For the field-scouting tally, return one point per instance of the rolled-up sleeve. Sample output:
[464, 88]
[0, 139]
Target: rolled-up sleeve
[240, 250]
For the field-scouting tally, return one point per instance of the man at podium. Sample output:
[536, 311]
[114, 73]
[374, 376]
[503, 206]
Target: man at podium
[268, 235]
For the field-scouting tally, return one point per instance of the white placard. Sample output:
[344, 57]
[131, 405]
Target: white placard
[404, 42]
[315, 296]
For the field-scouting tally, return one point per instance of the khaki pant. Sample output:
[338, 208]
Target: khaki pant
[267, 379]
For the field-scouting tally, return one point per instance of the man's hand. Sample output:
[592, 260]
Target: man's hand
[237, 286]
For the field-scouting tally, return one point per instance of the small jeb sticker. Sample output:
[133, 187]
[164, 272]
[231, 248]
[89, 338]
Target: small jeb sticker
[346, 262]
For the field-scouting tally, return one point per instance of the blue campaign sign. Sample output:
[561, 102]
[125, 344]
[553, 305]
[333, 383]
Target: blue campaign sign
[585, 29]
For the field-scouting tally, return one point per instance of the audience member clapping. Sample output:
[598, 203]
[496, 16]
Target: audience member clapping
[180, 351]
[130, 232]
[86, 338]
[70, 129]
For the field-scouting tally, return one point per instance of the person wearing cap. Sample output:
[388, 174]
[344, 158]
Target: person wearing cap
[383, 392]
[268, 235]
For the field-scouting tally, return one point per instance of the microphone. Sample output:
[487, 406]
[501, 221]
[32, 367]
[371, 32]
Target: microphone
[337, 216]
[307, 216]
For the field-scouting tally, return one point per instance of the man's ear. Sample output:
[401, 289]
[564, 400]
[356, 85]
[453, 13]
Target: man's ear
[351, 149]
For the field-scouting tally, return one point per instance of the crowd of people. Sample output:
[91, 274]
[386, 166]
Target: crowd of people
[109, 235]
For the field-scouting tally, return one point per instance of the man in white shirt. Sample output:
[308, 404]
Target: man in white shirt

■ ■ ■

**Aim of the exercise:**
Repeat the data verbatim.

**Final answer:**
For the field-scouting tally, return one point per instance of the rolled-up sleeve. Sample output:
[464, 88]
[0, 139]
Target: rolled-up sleeve
[240, 250]
For the field-scouting tally, return one point per instance of the man at podium. Sample output:
[536, 311]
[114, 73]
[374, 376]
[503, 206]
Target: man at podium
[268, 235]
For the field-scouting tally, return one point per instance of the white placard. Sample output:
[344, 57]
[131, 405]
Target: white placard
[404, 42]
[315, 296]
For the field-scouting tally, return one point per instance of the khaki pant. Sample output:
[338, 208]
Target: khaki pant
[267, 379]
For the field-scouting tally, return one point per instance of the man's hand. Sample output:
[592, 260]
Target: man's hand
[237, 286]
For the field-scouting tally, return one point per instance of the small jeb sticker. Sample output:
[133, 187]
[164, 272]
[231, 248]
[89, 338]
Target: small jeb sticker
[346, 262]
For the field-scouting tally, return one point per instance of the blue campaign sign. Sample output:
[561, 102]
[125, 344]
[553, 305]
[333, 383]
Target: blue campaign sign
[585, 29]
For the field-scouting tally, return one point per instance of the audience member clapping. Sample output:
[598, 203]
[496, 16]
Target: audience member clapping
[180, 351]
[130, 232]
[86, 338]
[70, 129]
For the field-scouting tally, return one point per instance of the person wearing cap. Sample output:
[388, 174]
[344, 158]
Target: person wearing cap
[383, 392]
[268, 235]
For the field-scouting tally, return one point per instance of the microphone. Sample output:
[487, 406]
[501, 221]
[32, 367]
[371, 32]
Target: microphone
[337, 216]
[307, 216]
For the field-scouting tally, return one point per instance of the man's ear. Sample output:
[401, 289]
[564, 400]
[356, 85]
[453, 13]
Target: man's ear
[351, 149]
For the field-scouting tally, return one point per instance of the crowd of people. Sample output:
[91, 274]
[386, 166]
Target: crowd of people
[109, 235]
For the field-scouting tally, return one point per instance of the man in white shirt. Sample output:
[308, 404]
Target: man in white shirt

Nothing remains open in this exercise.